**Aim of the exercise**
Transcribe the data that follows. Match it character for character.

○ ○ ○ ○ ○ ○ ○

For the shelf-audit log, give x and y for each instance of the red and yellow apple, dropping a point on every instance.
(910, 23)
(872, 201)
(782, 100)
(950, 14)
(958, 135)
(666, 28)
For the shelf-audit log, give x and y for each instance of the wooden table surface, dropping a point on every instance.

○ ○ ○ ○ ○ ○ ○

**Your response**
For the shelf-audit log, give x and y for each instance of the red and yellow apple, dropping a point on every instance.
(910, 23)
(872, 201)
(782, 100)
(950, 14)
(958, 135)
(666, 28)
For the shelf-audit log, give x and y for each instance of the wooden table surface, dropping a point on every instance.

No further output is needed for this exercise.